▶ **Goal of the exercise**
Print, exactly and completely, the data that appears below.

▶ **Data excerpts**
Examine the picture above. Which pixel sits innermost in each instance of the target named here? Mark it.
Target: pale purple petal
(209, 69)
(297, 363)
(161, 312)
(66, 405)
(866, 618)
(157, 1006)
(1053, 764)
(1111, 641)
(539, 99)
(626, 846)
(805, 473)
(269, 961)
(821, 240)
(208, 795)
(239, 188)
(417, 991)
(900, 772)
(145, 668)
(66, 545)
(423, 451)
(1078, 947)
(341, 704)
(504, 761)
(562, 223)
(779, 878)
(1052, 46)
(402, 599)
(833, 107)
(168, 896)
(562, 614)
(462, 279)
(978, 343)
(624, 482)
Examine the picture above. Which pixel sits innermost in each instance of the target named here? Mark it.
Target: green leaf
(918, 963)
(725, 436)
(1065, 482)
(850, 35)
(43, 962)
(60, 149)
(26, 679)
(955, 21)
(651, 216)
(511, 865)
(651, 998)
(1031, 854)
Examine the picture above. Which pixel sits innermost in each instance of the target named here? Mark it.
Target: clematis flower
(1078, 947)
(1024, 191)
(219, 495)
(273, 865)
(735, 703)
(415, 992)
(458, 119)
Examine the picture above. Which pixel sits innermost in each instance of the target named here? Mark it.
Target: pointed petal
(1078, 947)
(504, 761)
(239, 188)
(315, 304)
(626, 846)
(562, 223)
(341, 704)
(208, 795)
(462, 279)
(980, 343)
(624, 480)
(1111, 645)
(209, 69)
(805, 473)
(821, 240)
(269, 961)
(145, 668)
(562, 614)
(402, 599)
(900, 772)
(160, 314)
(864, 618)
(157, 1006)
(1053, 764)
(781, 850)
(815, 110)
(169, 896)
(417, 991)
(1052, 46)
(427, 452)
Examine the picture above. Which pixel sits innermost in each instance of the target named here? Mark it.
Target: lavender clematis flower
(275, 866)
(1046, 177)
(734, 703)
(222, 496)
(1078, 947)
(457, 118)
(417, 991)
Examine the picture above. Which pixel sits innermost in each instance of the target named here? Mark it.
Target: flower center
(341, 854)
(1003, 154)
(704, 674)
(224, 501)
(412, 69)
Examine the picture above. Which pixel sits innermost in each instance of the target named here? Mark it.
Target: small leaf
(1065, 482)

▶ **Exercise solution**
Examine the picture above. Which pixel sits innermost in each instance of the target named here? Mark it.
Target: pale purple petal
(209, 69)
(297, 363)
(161, 312)
(66, 405)
(866, 618)
(157, 1006)
(1053, 764)
(1111, 641)
(539, 99)
(626, 846)
(805, 473)
(269, 961)
(821, 240)
(208, 795)
(239, 188)
(417, 991)
(900, 772)
(145, 668)
(66, 545)
(423, 451)
(1078, 947)
(341, 704)
(504, 761)
(562, 223)
(779, 878)
(1052, 46)
(402, 599)
(833, 107)
(168, 896)
(562, 614)
(462, 279)
(978, 343)
(624, 482)
Examine the picture above. Which pixel sits innermost in each instance of the target named here? Mark it.
Target: green leaf
(918, 963)
(725, 436)
(1065, 482)
(850, 35)
(43, 962)
(60, 149)
(26, 679)
(955, 21)
(651, 216)
(511, 865)
(651, 998)
(1031, 854)
Examine the picture above. Which pixel sits innermost in each instance of the target named here? Mark it.
Target: clematis flower
(1078, 947)
(1024, 191)
(219, 495)
(273, 865)
(735, 703)
(415, 992)
(458, 119)
Examine the picture above. Which pixel sits innermost in each instance of the target named here? Mark it.
Target: pointed petal
(1078, 947)
(504, 761)
(239, 188)
(315, 304)
(626, 846)
(562, 223)
(341, 704)
(208, 795)
(462, 279)
(980, 343)
(624, 480)
(1111, 645)
(209, 69)
(805, 473)
(821, 240)
(269, 961)
(145, 668)
(562, 614)
(402, 599)
(900, 772)
(160, 314)
(864, 618)
(157, 1006)
(1053, 764)
(781, 850)
(815, 110)
(169, 896)
(417, 991)
(1052, 46)
(427, 452)
Examine the picture above. Which pixel sits innermost in each instance of the target named here? Mark it.
Target: lavender clematis flower
(275, 866)
(1046, 177)
(734, 703)
(222, 496)
(1078, 947)
(457, 118)
(417, 991)
Examine the picture above. Which pixel sits innermost in each instance of the target named here? Mark it.
Target: flower center
(341, 854)
(1003, 154)
(704, 674)
(224, 501)
(412, 69)
Examine the picture above. Which pixel sits innermost in each instance of the target named here? Mark it.
Target: small leaf
(1065, 482)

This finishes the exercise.